## What you will do
Render the following lines as a JSON list of strings, one string per line, leaving out any blank lines.

## Record list
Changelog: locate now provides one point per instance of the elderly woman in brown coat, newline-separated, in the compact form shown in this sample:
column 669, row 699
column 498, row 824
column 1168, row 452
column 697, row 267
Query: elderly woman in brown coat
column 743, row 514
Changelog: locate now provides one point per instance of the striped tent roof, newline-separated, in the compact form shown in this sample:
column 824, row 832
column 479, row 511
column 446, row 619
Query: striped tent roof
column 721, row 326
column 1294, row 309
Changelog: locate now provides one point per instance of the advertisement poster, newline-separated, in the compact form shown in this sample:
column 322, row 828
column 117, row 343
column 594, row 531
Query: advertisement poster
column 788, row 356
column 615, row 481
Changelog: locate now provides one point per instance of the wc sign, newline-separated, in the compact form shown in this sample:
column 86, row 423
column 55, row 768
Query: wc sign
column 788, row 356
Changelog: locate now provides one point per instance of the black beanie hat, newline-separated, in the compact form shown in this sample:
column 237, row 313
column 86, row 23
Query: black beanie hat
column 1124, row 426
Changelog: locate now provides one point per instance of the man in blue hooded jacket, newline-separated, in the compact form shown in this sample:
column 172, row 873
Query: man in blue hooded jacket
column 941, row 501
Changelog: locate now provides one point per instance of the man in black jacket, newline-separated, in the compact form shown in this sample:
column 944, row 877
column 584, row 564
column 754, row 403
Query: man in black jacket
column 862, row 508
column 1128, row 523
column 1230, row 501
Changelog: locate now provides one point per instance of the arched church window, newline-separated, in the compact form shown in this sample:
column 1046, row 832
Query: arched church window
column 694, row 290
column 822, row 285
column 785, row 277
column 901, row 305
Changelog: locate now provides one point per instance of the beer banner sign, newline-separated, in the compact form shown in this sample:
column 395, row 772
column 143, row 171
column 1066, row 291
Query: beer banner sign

## Output of the exercise
[
  "Changelog: locate now provides one point per instance of the elderly woman in brown coat, newline-separated, in the compact form shown in this sample:",
  "column 669, row 699",
  "column 498, row 824",
  "column 1168, row 452",
  "column 697, row 267",
  "Query: elderly woman in brown coat",
  "column 743, row 514",
  "Changelog: locate now provides one point per instance of the striped tent roof, newline-separated, in the compact form shown in this sample:",
  "column 824, row 832",
  "column 479, row 511",
  "column 446, row 619",
  "Query: striped tent roof",
  "column 721, row 326",
  "column 1294, row 309",
  "Changelog: locate now provides one point per instance of the advertisement poster, newline-separated, in the compact form shown in this sample:",
  "column 322, row 828",
  "column 117, row 343",
  "column 594, row 531",
  "Query: advertisement poster",
  "column 788, row 356",
  "column 615, row 481",
  "Changelog: locate now provides one point per instance of the wc sign, newline-separated, in the compact form shown in this sample:",
  "column 86, row 423",
  "column 55, row 768",
  "Query: wc sign",
  "column 788, row 356",
  "Changelog: locate now provides one point per instance of the black beanie hat, newline-separated, in the compact form shown in this sample:",
  "column 237, row 313",
  "column 86, row 23",
  "Query: black beanie hat",
  "column 1124, row 426",
  "Changelog: locate now provides one point per instance of the man in blue hooded jacket, newline-separated, in the compact form shown in this sample:",
  "column 172, row 873",
  "Query: man in blue hooded jacket",
  "column 941, row 501",
  "Changelog: locate now provides one point per instance of the man in black jacket, newline-separated, in the compact form shown in this sample:",
  "column 944, row 877",
  "column 584, row 564",
  "column 754, row 403",
  "Query: man in black jacket",
  "column 862, row 508",
  "column 1128, row 523",
  "column 1230, row 501",
  "Changelog: locate now provides one point per instance of the arched church window, newline-separated, in the compact form shown in this sample:",
  "column 1046, row 832",
  "Query: arched church window",
  "column 694, row 290",
  "column 822, row 285",
  "column 785, row 277",
  "column 901, row 305",
  "Changelog: locate now provides one point per instance of the beer banner sign, newline-separated, in the compact form shown in this sample:",
  "column 395, row 772",
  "column 143, row 171",
  "column 1066, row 291",
  "Query: beer banner sign"
]